§ **Your objective**
Can you write out each of the lines below word for word, without changing anything?
— BEGIN Items —
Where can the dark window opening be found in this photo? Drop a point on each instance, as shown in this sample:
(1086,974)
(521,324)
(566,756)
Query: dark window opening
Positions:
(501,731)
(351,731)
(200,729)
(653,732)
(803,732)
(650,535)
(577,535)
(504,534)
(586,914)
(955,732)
— END Items —
§ **Response**
Where can the dark window opening be found in this photo? Drop a point on each instance, as shown in this sample:
(1086,974)
(521,324)
(566,756)
Query: dark window opening
Positions:
(501,731)
(351,731)
(200,729)
(653,732)
(803,732)
(650,535)
(577,535)
(504,534)
(586,914)
(955,732)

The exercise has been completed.